- Text under study:
☆ ☆ ☆ ☆ ☆ ☆ ☆
Speaking to ABC Radio on the day the ban was announced, Squires voiced concerns about the accelerated timeframe.

“There’s been a lot of work going into planning for 2030 close down, trying to look at new options for the future,” he told ABC Radio Victoria.

“If this is actually brought forward… that will be devastating because we’re just not ready.”

‘There are no jobs around – there is no use going to TAFE’

Last week the Guardian reported that the decision impacts more than 4,500 employees, including Kerry Chivers, a 51-year-old reluctant to pursue further education.

Residing in Heyfield, Chivers has already faced a reduction in her working hours as native forestry logging has largely come to a standstill.

“There are no jobs around,” Chivers says. “So there’s no use going to TAFE to do a course if there are no jobs at the end of it.”

“I’ll just wait now. I’ll wait a couple of weeks and see what [my boss] has to offer. And whether he thinks he can survive.”

Chivers, who has been operating a forklift at the sawmill for half a dozen years, notes that legal disputes have resulted in only 3% of the timber processed this year being local hardwood.
☆ ☆ ☆ ☆ ☆ ☆ ☆
- Source material:
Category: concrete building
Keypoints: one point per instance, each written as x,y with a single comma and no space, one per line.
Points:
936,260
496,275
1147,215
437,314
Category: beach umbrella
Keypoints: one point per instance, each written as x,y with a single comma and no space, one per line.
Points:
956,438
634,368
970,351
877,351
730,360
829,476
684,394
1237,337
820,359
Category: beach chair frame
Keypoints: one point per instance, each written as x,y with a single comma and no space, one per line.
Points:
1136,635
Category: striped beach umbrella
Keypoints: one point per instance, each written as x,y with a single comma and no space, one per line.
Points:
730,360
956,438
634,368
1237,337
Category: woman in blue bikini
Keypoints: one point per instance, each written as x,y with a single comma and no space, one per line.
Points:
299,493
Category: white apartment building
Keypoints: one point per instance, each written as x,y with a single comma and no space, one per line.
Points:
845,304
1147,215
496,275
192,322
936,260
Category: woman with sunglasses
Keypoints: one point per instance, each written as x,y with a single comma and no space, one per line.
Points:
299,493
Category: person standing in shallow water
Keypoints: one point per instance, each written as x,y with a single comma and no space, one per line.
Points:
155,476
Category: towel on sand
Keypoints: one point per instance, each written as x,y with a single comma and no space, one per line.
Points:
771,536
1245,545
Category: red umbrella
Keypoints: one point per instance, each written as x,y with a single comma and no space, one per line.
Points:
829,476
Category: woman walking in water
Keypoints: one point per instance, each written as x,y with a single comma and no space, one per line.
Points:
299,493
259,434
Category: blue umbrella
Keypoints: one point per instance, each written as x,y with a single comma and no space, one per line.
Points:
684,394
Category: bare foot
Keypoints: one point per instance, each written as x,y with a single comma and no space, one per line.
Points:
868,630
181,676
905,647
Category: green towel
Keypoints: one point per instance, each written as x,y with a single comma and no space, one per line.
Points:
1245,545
☆ ☆ ☆ ☆ ☆ ☆ ☆
- Aim of the exercise:
Set down the full excerpt on the native forestry logging ban again, verbatim, from its first line to its last.

- Task solution:
Speaking to ABC Radio on the day the ban was announced, Squires voiced concerns about the accelerated timeframe.

“There’s been a lot of work going into planning for 2030 close down, trying to look at new options for the future,” he told ABC Radio Victoria.

“If this is actually brought forward… that will be devastating because we’re just not ready.”

‘There are no jobs around – there is no use going to TAFE’

Last week the Guardian reported that the decision impacts more than 4,500 employees, including Kerry Chivers, a 51-year-old reluctant to pursue further education.

Residing in Heyfield, Chivers has already faced a reduction in her working hours as native forestry logging has largely come to a standstill.

“There are no jobs around,” Chivers says. “So there’s no use going to TAFE to do a course if there are no jobs at the end of it.”

“I’ll just wait now. I’ll wait a couple of weeks and see what [my boss] has to offer. And whether he thinks he can survive.”

Chivers, who has been operating a forklift at the sawmill for half a dozen years, notes that legal disputes have resulted in only 3% of the timber processed this year being local hardwood.